## EXERCISE REQUIREMENTS
Everything from the line containing "the man's bandana." through the last line of the records must be returned verbatim, and nothing outside that range.

## RAW RECORDS
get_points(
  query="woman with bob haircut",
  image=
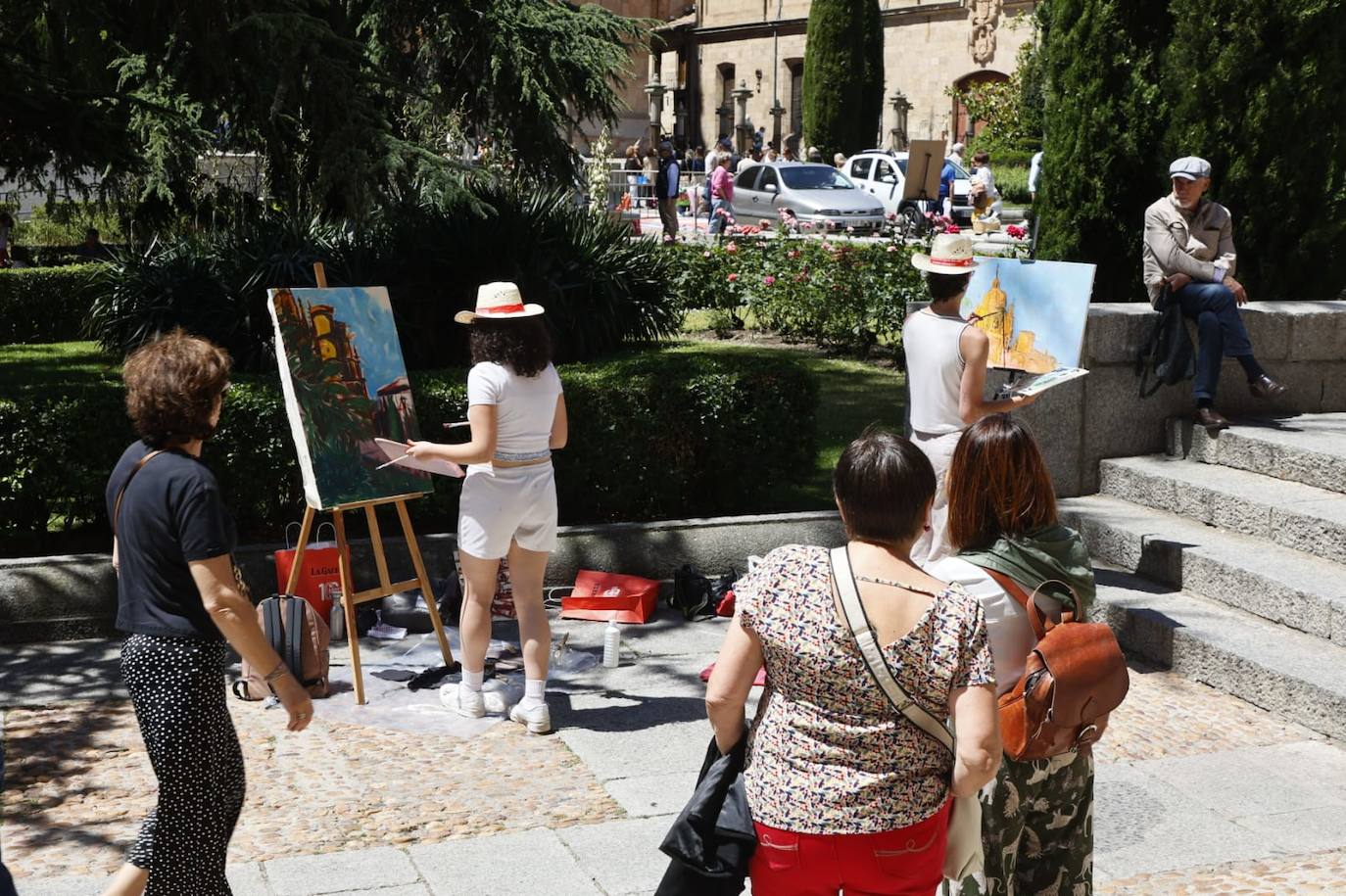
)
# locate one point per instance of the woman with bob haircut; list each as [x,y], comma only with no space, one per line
[1038,816]
[845,792]
[517,414]
[178,601]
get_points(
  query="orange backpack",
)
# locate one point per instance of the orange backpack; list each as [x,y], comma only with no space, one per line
[1072,680]
[299,637]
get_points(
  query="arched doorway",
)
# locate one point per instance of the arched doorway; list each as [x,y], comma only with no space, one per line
[963,128]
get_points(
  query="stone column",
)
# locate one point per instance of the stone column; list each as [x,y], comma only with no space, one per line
[655,90]
[777,114]
[742,129]
[898,132]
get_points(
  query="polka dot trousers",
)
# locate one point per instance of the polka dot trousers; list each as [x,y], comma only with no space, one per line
[178,689]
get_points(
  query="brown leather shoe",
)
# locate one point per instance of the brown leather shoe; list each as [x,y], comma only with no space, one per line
[1266,388]
[1212,418]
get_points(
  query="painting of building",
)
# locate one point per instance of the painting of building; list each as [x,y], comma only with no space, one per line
[345,384]
[1034,312]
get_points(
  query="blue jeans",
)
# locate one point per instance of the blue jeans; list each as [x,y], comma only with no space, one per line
[1220,331]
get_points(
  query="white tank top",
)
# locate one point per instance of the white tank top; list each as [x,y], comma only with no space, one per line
[935,371]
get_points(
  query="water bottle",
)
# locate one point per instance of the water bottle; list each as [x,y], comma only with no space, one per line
[338,614]
[611,644]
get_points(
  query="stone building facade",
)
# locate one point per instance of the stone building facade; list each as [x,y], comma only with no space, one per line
[712,49]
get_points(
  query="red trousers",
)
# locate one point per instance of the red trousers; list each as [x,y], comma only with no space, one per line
[894,863]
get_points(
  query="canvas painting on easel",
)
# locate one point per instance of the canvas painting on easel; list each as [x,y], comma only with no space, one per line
[345,384]
[1033,311]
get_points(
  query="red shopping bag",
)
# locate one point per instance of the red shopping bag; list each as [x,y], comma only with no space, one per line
[614,596]
[319,579]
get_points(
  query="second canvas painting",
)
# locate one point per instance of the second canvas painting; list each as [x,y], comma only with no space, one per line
[1033,311]
[345,384]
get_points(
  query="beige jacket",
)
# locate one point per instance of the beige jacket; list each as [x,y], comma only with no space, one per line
[1186,242]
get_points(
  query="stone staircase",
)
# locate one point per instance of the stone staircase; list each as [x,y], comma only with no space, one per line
[1226,558]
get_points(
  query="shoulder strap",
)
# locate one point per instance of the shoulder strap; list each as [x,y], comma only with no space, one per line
[116,507]
[295,637]
[859,625]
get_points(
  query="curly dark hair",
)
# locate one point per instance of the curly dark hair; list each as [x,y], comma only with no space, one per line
[172,385]
[521,344]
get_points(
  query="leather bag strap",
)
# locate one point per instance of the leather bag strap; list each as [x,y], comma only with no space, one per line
[863,633]
[121,493]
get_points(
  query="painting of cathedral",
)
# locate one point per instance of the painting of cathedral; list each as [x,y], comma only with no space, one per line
[1033,311]
[345,384]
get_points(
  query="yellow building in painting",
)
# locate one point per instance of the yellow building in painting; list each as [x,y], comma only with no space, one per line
[995,317]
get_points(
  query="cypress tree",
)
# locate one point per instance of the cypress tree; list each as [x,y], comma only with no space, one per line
[1256,89]
[1102,135]
[842,75]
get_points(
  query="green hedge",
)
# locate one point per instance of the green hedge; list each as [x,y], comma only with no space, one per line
[653,436]
[45,305]
[841,295]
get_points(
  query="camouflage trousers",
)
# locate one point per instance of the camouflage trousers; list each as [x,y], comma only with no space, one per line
[1036,827]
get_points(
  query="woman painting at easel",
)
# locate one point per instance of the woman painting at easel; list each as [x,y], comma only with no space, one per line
[517,416]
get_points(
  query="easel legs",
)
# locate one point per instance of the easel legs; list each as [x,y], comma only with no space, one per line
[350,600]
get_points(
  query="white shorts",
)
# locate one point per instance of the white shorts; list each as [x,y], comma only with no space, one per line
[514,503]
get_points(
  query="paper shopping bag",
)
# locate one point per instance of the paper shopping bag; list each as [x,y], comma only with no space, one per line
[319,578]
[600,594]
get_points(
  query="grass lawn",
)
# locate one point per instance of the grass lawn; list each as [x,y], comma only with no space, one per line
[852,396]
[56,363]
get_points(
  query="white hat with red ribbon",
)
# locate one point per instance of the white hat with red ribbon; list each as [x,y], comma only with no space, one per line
[949,253]
[499,302]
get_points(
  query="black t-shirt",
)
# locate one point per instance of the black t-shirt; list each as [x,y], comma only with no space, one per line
[171,514]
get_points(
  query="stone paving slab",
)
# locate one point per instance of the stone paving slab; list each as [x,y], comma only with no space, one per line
[533,861]
[338,872]
[623,855]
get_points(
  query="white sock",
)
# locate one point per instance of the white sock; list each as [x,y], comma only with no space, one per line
[535,690]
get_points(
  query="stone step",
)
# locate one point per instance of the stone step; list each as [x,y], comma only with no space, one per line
[1278,584]
[1287,513]
[1288,673]
[1309,448]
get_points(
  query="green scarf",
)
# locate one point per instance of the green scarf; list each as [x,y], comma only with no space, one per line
[1051,551]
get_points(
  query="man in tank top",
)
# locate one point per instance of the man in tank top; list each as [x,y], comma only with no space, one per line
[946,375]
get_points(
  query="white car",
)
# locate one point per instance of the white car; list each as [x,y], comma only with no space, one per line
[882,173]
[817,194]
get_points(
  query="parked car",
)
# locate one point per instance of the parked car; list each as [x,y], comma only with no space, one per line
[814,193]
[884,173]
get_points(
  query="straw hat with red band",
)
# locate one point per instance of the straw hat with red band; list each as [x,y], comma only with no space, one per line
[950,253]
[499,302]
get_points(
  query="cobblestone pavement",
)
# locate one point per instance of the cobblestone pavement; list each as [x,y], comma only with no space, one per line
[1198,792]
[78,781]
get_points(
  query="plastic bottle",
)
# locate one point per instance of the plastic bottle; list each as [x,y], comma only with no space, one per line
[611,644]
[338,614]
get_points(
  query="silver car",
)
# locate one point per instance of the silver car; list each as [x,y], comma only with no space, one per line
[816,194]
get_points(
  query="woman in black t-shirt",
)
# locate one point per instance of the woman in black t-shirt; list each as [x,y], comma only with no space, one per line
[178,601]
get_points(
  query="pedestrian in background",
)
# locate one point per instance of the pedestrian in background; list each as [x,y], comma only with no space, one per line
[666,190]
[1036,817]
[178,601]
[848,794]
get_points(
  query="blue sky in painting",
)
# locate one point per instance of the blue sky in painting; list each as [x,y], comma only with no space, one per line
[1049,298]
[369,315]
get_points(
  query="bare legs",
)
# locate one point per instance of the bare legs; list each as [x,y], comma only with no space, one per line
[129,880]
[526,569]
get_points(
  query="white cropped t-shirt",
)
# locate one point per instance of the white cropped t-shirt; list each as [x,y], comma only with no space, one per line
[525,406]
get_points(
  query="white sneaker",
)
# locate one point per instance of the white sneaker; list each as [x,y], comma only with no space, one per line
[451,695]
[539,717]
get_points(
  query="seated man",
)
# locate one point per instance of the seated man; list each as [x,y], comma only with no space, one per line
[1190,248]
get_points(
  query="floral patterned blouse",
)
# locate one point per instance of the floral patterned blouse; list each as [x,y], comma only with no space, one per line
[828,754]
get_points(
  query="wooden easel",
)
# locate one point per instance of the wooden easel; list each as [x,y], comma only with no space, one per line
[350,597]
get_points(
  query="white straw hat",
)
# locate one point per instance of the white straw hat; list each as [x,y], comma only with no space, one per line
[499,302]
[950,253]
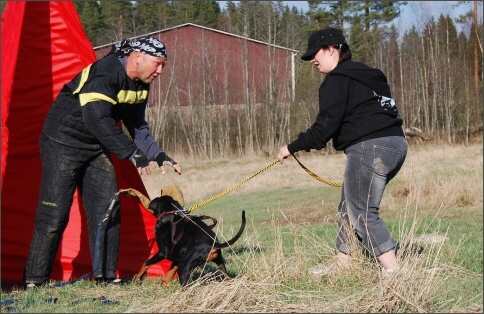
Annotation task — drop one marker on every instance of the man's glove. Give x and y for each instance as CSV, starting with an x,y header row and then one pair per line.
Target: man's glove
x,y
140,160
163,158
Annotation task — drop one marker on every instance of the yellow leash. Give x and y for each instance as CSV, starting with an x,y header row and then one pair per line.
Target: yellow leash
x,y
312,174
193,207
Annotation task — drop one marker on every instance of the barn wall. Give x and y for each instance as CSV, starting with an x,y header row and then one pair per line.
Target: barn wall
x,y
212,68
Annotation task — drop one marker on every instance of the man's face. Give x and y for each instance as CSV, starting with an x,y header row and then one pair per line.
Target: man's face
x,y
149,67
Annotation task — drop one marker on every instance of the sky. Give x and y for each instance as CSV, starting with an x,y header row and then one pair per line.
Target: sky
x,y
414,13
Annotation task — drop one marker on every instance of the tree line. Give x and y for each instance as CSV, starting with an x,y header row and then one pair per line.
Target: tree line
x,y
435,71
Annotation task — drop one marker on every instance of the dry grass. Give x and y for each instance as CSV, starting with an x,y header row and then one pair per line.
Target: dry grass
x,y
270,262
434,180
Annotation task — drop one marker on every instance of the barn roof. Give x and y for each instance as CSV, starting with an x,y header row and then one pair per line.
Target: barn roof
x,y
203,27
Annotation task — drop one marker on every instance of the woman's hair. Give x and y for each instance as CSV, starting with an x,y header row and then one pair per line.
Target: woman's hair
x,y
345,51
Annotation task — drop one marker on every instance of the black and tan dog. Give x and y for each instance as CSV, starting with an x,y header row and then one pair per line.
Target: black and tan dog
x,y
184,239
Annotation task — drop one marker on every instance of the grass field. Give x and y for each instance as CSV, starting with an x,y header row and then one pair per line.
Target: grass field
x,y
434,203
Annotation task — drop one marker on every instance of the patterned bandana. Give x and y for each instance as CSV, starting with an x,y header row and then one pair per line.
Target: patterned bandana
x,y
148,45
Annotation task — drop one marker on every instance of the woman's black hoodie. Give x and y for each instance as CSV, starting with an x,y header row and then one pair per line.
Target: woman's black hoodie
x,y
355,104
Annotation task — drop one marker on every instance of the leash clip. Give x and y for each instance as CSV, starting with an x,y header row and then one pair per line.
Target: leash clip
x,y
110,207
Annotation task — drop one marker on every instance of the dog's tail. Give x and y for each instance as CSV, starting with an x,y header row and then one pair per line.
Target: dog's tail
x,y
235,238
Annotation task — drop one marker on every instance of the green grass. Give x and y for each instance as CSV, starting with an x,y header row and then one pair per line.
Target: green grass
x,y
291,229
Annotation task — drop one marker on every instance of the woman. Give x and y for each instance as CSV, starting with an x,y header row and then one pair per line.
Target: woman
x,y
357,112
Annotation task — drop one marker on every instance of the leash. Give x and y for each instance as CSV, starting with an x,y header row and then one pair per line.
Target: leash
x,y
193,207
316,176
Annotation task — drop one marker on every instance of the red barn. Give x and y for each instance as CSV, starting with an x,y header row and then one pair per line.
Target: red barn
x,y
213,77
208,66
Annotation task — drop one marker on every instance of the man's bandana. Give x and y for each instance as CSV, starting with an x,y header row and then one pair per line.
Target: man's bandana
x,y
148,45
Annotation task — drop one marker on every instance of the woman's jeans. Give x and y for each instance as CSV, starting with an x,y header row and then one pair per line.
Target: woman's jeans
x,y
370,165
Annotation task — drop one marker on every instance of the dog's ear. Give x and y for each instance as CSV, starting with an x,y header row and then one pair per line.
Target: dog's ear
x,y
156,205
161,204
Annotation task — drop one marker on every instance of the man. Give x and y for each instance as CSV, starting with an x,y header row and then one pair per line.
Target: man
x,y
79,135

## FINISHED EXERCISE
Annotation task — drop one marker on every instance of the man's bandana. Give x and y for each instance as CSV, starting with an x,y header row and then one pair per line.
Target: man's bandana
x,y
148,45
Annotation task — drop one marker on every instance of the woman's jeans. Give x and y for each instance as CSV, starting with an x,y header row and then one pair per line.
Target: woman's jeans
x,y
370,165
Annotation task — drop one marker on every instance of the dog's ear. Give x and y for each instance as CSV, starting with an x,y header row and then one pair per line.
Target: dog's ear
x,y
156,205
161,204
Annotation task — drop one marker on every instance of the man. Give x and y for each instance as CSV, starting with an x,y header row and then one pair per line.
Target: man
x,y
79,135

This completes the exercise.